TASKS AND EXERCISES:
[1] In the comments on kindness to beggars below, list every thing the second comment calls readily available to all of us.
[2] Carry the comments on kindness to beggars further, picking up right after their final sentence.

PROVIDED PASSAGE:
You must not confuse “religion” w/ a relationship w/ God. He longs to have that w/ all His children, beggars included. Those who miss the opportunity are the real beggars. ❤
Dear Chris — I discovered your lovely site when you liked one of my posts. I thank you for your kindness and attention, but also — now — for your call to kindness. You are so right: a smile, a few words, an acknowledgment of common humanity are readily available to all of us. I’m that lady who makes eye contact with beggars and passersby on city streets. You call others to join us. A world away, I salute you.

Raw records:
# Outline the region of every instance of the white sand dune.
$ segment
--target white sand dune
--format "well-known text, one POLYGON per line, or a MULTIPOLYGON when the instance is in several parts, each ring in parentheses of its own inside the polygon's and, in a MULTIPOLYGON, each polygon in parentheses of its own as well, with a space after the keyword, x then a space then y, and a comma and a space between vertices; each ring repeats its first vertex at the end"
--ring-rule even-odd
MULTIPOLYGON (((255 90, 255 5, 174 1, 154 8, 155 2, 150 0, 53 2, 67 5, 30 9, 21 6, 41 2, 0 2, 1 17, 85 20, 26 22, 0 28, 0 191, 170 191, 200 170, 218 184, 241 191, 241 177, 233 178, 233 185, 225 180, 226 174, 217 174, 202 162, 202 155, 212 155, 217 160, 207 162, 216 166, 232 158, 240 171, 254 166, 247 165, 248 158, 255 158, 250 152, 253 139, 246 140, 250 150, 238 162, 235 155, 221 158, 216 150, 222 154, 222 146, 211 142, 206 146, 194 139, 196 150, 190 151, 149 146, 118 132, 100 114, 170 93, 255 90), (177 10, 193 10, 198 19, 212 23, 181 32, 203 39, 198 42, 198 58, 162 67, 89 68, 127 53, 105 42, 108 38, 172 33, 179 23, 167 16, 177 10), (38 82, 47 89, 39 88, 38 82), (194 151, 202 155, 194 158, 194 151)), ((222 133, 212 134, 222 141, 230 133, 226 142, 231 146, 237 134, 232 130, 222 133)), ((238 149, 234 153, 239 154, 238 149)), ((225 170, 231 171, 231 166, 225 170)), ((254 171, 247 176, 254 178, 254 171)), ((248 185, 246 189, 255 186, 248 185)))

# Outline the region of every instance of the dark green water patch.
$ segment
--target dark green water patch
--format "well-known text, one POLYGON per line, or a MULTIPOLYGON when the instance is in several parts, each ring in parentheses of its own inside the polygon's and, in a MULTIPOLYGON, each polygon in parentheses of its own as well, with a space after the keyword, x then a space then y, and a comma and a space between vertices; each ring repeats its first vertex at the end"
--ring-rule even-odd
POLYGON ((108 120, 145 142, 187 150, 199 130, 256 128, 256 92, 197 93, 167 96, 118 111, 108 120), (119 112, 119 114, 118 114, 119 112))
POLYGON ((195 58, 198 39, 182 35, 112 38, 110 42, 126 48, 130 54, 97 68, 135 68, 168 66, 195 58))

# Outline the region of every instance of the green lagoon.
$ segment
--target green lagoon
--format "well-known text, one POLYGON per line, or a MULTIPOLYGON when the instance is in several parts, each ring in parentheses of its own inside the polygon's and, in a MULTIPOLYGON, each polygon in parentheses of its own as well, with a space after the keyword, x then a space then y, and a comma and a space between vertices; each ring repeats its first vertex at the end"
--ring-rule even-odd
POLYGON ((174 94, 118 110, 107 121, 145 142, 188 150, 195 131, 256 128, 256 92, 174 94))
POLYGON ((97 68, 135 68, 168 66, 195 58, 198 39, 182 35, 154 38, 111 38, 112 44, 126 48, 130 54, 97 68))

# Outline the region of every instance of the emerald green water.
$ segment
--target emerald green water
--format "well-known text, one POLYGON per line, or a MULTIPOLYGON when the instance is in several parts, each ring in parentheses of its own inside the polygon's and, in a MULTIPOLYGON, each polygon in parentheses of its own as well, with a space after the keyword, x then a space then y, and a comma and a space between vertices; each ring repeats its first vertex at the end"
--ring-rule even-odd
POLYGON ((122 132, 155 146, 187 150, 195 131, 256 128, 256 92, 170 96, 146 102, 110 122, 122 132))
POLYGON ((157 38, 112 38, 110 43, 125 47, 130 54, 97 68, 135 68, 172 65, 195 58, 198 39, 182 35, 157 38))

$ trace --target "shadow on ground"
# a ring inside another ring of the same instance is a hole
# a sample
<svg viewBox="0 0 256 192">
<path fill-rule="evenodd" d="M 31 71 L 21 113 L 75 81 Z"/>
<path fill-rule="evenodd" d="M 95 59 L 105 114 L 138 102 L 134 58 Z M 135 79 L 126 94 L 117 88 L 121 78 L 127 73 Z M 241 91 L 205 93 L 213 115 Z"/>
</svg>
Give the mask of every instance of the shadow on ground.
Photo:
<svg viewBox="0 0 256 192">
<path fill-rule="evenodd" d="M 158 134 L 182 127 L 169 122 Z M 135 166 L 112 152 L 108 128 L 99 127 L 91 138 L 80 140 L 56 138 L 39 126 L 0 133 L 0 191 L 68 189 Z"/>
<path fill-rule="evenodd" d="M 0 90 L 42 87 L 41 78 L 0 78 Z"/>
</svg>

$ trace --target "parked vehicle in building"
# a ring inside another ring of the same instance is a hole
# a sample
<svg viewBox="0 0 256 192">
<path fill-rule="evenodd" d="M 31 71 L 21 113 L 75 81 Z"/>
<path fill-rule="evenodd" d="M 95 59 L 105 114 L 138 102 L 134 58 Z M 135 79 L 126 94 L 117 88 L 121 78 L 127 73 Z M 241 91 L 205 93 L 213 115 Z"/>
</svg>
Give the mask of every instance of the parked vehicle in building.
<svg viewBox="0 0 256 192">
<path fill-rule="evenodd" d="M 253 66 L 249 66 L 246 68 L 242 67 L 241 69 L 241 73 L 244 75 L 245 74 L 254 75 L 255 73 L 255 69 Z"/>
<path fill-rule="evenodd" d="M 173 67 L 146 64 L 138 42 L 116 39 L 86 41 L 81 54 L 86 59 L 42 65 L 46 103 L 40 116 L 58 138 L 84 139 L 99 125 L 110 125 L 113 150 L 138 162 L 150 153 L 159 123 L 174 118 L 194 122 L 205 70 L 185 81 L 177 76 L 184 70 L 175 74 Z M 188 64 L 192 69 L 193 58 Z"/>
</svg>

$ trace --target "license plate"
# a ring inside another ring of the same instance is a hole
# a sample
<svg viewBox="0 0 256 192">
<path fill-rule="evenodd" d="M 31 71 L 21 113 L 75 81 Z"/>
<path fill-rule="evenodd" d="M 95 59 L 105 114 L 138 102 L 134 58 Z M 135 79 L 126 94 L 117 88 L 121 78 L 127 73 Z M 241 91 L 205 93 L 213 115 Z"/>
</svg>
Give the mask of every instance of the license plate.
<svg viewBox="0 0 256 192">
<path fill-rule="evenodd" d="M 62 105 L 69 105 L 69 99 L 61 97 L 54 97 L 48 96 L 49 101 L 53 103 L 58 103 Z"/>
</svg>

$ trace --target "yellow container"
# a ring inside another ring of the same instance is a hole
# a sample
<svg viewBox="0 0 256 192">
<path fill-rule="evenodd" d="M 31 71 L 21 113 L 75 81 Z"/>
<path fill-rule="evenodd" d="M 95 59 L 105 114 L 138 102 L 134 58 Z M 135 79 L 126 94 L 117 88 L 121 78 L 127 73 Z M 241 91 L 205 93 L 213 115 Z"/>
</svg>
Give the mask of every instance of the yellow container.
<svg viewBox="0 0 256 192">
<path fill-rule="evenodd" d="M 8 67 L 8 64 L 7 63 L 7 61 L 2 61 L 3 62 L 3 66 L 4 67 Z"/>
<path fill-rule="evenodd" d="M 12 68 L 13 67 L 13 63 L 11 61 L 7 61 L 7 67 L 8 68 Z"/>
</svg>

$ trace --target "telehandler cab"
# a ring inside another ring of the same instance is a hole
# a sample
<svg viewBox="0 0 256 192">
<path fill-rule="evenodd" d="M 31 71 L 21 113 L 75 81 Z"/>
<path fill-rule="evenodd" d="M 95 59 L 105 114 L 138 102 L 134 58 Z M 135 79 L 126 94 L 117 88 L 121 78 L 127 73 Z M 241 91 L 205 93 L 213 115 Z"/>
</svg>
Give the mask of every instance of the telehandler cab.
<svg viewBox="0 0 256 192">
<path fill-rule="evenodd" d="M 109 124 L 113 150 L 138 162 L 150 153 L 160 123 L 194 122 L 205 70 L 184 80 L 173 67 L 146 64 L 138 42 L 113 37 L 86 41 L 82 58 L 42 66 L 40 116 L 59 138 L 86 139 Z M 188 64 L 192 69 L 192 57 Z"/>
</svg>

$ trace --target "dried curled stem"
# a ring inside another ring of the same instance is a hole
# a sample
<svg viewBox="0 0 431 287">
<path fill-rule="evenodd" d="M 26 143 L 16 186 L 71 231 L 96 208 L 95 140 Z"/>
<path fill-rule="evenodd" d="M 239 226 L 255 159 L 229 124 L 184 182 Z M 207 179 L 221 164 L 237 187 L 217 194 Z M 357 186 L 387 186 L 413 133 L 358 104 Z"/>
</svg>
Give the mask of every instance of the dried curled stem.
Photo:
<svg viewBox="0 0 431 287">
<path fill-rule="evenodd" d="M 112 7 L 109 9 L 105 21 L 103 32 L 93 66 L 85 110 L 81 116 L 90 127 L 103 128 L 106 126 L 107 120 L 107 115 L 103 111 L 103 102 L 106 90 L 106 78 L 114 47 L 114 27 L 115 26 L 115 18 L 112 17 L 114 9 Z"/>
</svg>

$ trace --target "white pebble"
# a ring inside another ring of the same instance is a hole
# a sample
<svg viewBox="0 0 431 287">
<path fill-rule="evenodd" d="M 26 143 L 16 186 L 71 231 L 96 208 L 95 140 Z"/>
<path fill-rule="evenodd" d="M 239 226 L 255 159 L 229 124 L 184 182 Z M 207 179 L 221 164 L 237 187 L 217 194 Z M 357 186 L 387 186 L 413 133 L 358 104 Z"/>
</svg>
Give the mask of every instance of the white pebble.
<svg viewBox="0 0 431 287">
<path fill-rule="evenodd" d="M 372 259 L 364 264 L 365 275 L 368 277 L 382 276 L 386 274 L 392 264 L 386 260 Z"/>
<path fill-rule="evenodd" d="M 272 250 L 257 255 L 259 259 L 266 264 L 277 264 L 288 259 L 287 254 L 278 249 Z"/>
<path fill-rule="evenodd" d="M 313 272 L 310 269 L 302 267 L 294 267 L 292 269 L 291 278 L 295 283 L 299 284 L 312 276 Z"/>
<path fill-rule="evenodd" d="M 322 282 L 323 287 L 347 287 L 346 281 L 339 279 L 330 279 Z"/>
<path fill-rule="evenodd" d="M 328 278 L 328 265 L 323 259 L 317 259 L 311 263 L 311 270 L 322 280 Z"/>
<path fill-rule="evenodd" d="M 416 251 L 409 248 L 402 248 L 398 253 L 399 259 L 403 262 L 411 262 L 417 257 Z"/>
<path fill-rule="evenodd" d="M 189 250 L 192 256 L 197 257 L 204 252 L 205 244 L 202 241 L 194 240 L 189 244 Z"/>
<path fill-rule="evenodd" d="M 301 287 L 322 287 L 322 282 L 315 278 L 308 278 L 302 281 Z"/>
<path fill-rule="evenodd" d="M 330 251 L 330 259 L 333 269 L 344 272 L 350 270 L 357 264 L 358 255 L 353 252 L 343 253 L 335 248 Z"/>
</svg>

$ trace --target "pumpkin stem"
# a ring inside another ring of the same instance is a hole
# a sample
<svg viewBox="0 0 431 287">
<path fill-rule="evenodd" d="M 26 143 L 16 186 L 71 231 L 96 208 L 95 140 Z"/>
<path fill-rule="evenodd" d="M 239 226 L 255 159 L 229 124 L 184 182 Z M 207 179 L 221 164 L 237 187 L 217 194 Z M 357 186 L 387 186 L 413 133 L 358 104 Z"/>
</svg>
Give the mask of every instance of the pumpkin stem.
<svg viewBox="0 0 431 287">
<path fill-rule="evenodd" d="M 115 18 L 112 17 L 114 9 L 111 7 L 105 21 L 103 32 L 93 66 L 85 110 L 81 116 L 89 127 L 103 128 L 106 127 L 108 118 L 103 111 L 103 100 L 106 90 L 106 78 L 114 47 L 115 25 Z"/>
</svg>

SET OF ANSWERS:
[1]
- a smile
- a few words
- an acknowledgment of common humanity

[2]
It is funny how fate has brought me to this post of yours. You recently liked something I posted on my blog and being as curious as I am, I visited your site and this phrase Rainbow Fish caught my eye that I decided to read the post. I have just posted a rant on social media about Catholic schools saying that you ned to give up your riches in order to go to heaven and helping the poor, etc. Most know that a catholic school education is one of the best. How come Catholic schools cost so much? Why don’t they have education programs for the poor? How come they do not have programs to alleviate poverty with all the resources they have except for dumb feeding programs that does not even constitute help but just a means to an end. Your nephew is lucky to have you so he can learn kindness, empathy and compassion. I truly think this is what we should start teaching the young ones today instead of being geniuses without hearts.
This reasonated with me as a child I love the little foil covered rainbow fish and thought he was so special. This was really good keep it up.
Beautifully expressed and an apt title. Keep writing.